# EXTRACTED INFORMATION:
┌──

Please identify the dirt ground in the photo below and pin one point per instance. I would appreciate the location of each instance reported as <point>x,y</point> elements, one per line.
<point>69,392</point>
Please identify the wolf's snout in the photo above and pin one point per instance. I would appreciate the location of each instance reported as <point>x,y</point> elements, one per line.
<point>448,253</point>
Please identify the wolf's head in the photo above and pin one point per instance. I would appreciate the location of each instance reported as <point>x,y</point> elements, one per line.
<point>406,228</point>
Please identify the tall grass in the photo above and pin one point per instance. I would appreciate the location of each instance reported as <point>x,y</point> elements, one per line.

└──
┌──

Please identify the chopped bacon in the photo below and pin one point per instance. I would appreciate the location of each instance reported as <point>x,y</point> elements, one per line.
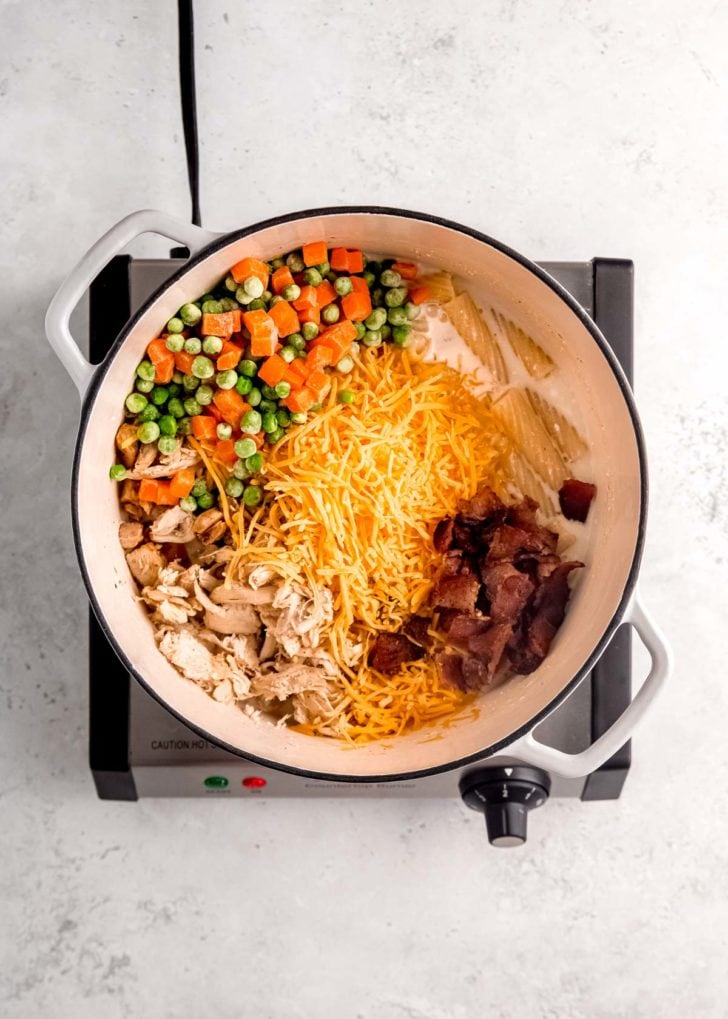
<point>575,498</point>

└──
┌──

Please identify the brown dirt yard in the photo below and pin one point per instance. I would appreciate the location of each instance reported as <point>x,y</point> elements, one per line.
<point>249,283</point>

└──

# WORK ORDER:
Return, unchanged, the run of lines above that opens with the line containing "Please identify the wolf's head" and closes with the line containing "Please identify the tall". Include both.

# TASK OUTPUT:
Please identify the wolf's head in the photo above and pin one point per instance. I would appreciate the location of each instance reported as <point>x,y</point> elements, one per line.
<point>406,228</point>
Please identify the tall grass in the photo above and pin one point per instance. I would appreciate the location of each instance reported as <point>x,y</point> elements, one per line.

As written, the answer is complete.